* DESCRIPTION OF THE TASK
Reproduce word for word the stretch of the prison text below, from "Jail cells with" through "and two sinks.".

* PASSAGE PROVIDED
At the prison, the suspected gang members will now spend 23 and a half hours locked in overcrowded cells, with just 30 minutes to stretch – chained in the middle of the hallway.
It is equipped with a system that blocks inmates from contacting the outside world with cellphones.
To enter the jail, staffers, guards and prisoners have to go through a complex registration system before they travel through three sections safeguarded by gates.
Jail cells with steel bars are split among the eight cell blocks and can hold up to 100 detainees.
Each cell comes equipped with 80 bare iron bunks – mattresses are not included – along with two toilets and two sinks.
Every pavilion also has its own windowless cell where unruly prisoners are sent.
Within the cells, the temperature can reach a staggering 95 degree during the day, and there is no other source of ventilation.
Stunning images taken from within the complex usually show inmates shirtless in white shorts as they attempt to keep cool.
Dubbed a ‘black hole of human rights’ by critics, the facility has drawn widespread condemnation for allegedly ignoring international prisoner rights.
Miguel Sarre, a former member of the UN Subcommittee for the Prevention of Torture, for example, slammed the facility as a ‘concrete and steel pit.’
The $100 million penitentiary, the largest in Latin America, was constructed over a span of seven months in 2022 as part of Bukele’s plan to reign in street gangs after more than 60 people were murdered on March 26, 2022.

* DATA EXCERPTS
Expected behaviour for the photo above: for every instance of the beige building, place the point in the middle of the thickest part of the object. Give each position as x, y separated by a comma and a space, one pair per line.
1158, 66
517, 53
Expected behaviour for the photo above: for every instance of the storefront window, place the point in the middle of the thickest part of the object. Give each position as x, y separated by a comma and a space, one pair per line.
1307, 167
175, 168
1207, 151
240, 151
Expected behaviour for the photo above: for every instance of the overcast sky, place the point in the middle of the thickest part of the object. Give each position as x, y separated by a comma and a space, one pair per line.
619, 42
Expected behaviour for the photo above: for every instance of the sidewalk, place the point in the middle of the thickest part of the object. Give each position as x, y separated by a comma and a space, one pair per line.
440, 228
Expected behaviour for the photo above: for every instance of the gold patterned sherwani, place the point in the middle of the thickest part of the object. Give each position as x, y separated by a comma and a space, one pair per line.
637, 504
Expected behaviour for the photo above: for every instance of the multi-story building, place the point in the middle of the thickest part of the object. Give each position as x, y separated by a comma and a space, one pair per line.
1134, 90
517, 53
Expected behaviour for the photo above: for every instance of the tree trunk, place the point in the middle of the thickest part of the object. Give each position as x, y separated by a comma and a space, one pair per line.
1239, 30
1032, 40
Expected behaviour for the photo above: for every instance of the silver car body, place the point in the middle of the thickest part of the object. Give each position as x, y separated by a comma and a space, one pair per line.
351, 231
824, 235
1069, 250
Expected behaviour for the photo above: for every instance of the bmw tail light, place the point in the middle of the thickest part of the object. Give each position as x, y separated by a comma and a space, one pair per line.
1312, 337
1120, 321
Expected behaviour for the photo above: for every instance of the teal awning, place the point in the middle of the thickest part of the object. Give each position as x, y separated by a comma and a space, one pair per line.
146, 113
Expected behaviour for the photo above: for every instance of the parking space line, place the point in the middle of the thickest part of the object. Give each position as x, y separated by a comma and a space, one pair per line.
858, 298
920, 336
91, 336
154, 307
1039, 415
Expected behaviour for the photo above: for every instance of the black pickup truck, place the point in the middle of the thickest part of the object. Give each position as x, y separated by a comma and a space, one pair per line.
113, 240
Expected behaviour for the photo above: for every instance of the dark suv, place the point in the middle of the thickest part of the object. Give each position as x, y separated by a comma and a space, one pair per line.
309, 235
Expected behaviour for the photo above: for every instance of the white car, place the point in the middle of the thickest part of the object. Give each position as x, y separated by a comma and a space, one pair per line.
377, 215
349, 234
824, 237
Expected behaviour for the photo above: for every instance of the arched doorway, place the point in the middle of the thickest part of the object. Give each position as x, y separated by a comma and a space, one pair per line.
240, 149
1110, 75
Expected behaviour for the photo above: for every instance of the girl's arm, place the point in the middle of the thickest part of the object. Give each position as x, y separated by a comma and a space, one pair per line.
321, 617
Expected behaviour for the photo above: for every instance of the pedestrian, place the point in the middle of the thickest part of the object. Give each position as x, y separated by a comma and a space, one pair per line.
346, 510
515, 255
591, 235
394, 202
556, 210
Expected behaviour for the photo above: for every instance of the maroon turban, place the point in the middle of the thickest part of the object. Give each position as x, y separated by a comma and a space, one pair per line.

* YOUR SOLUTION
Jail cells with steel bars are split among the eight cell blocks and can hold up to 100 detainees.
Each cell comes equipped with 80 bare iron bunks – mattresses are not included – along with two toilets and two sinks.